* _MATERIAL FOR THIS TASK_:
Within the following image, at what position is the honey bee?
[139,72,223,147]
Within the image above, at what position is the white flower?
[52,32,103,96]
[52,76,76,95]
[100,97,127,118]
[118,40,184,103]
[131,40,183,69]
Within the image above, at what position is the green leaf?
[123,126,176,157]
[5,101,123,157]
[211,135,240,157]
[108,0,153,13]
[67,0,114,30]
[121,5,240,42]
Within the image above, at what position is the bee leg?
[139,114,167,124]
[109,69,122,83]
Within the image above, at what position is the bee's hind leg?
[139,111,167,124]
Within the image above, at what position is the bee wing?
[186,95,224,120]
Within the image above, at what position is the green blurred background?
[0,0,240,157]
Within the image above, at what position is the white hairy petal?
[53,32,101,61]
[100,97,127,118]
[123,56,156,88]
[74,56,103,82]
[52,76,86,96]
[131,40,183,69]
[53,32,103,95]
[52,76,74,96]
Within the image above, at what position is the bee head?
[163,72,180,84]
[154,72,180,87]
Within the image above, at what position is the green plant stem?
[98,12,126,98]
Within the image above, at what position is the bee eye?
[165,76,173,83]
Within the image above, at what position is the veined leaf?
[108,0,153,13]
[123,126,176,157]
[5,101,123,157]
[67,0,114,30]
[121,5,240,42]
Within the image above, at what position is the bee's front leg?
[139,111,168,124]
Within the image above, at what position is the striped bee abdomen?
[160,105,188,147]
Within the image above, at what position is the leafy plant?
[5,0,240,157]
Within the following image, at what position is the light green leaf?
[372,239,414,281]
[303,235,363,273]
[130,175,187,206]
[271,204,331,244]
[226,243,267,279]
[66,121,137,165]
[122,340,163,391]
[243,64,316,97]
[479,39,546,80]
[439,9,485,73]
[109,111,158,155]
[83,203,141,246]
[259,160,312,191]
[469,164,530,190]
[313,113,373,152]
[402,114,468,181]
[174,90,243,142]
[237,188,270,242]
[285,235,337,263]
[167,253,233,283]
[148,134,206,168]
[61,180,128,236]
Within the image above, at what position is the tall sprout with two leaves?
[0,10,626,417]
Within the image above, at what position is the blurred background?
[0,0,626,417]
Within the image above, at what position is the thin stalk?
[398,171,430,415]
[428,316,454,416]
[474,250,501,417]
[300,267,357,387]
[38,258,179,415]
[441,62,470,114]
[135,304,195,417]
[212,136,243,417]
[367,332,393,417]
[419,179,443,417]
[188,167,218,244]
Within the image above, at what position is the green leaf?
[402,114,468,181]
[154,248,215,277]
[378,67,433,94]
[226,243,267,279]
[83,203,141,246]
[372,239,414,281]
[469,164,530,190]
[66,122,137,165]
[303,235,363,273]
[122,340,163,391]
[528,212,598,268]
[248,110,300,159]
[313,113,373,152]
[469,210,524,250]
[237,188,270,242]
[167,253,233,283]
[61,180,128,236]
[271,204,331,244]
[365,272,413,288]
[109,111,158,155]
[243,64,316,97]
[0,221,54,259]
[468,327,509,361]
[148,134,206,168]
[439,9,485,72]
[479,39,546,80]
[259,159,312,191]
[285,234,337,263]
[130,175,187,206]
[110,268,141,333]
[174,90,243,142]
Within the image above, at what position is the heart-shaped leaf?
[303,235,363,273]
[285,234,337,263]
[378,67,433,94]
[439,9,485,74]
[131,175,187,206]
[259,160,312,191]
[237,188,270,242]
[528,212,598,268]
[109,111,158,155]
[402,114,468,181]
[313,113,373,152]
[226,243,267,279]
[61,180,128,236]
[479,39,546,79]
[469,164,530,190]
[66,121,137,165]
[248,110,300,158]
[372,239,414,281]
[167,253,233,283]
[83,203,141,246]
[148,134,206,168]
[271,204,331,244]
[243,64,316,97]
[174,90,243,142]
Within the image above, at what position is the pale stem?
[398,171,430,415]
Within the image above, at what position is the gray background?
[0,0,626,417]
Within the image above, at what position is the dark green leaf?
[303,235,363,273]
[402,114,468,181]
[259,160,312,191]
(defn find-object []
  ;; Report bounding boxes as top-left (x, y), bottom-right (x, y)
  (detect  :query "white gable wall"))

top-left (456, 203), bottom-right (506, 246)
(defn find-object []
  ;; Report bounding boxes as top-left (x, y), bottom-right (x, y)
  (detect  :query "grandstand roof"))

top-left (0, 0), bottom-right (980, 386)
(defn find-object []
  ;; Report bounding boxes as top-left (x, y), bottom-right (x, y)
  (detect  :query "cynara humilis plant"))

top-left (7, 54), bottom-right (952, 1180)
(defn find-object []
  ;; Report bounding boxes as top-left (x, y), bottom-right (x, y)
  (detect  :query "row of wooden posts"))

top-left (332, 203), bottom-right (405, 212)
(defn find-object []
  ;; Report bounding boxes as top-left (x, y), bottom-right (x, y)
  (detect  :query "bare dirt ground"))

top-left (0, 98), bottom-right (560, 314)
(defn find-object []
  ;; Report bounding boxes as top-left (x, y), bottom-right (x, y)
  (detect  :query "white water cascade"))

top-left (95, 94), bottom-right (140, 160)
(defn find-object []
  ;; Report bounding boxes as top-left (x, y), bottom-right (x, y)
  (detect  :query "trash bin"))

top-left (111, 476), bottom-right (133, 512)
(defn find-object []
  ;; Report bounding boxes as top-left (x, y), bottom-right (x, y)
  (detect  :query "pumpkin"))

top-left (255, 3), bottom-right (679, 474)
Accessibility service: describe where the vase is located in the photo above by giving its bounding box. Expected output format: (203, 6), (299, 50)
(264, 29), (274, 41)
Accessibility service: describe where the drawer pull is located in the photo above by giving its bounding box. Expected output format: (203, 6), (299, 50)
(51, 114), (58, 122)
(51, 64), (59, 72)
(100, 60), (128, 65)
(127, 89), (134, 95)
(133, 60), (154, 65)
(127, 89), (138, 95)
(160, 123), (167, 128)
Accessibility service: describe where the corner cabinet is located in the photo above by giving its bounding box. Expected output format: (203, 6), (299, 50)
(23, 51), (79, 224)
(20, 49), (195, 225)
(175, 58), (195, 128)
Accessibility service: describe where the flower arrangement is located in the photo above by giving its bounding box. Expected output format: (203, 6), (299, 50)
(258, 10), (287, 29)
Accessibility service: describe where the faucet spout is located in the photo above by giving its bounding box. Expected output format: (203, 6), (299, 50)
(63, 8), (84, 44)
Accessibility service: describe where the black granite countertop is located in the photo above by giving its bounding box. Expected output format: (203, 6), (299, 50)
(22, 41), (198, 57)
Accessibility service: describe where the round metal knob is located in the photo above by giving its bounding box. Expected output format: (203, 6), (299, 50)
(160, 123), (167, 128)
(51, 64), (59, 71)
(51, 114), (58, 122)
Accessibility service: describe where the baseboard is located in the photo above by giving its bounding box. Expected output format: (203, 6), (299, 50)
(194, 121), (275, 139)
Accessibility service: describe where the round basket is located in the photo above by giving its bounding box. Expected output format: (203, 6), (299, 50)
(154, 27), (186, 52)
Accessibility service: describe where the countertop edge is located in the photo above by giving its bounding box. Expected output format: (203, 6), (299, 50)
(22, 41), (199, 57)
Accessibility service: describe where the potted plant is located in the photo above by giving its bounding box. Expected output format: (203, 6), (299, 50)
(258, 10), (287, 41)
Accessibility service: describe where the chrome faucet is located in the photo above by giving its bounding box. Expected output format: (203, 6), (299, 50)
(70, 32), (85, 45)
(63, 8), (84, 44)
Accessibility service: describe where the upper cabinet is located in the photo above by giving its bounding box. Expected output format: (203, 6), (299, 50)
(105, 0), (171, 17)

* _STATED GOAL_: The required output is the exact sequence of lines from the one containing "Accessibility service: describe where the flower" through the end of the listing, both endpoints included.

* _ANSWER_:
Accessibility service: describe where the flower arrangement is located in the photo above by giving its bounding box. Expected output format: (203, 6), (299, 50)
(258, 10), (287, 29)
Accessibility service: describe where the faucet spout is located in the photo above by giving its bounding box. Expected output format: (203, 6), (299, 50)
(63, 8), (84, 44)
Accessibility service: describe where the black granite countertop is located in the photo above by giving its bounding box. Expected output format: (203, 6), (299, 50)
(22, 41), (198, 57)
Accessibility service: describe where the round metal knob is located in the photo above by giving its bounding box. Expected output format: (203, 6), (299, 50)
(160, 123), (167, 128)
(51, 64), (59, 71)
(51, 114), (58, 122)
Accessibility service: describe where the baseboard is located in the photo above by giving its bounding box. Expected output format: (203, 6), (299, 50)
(194, 121), (275, 139)
Accessibility service: describe where the round basket is located in the photo above by giving its bounding box. Expected output format: (203, 6), (299, 50)
(154, 27), (186, 52)
Accessibility service: describe where the countertop edge is located in the photo above by giving its bounding box. Expected output format: (203, 6), (299, 50)
(22, 41), (199, 57)
Accessibility service: describe where the potted plant is located in the photo above by giving its bounding box. Expected output format: (203, 6), (299, 50)
(258, 10), (287, 41)
Accessibility service: describe where the chrome faucet is located in the photo above by giving its bounding box. Expected output format: (203, 6), (299, 50)
(70, 32), (85, 45)
(63, 8), (84, 44)
Accessibility service: describe where the upper cabinet is located in the photo above by giving its bounding box. Expected output format: (203, 6), (299, 50)
(105, 0), (171, 17)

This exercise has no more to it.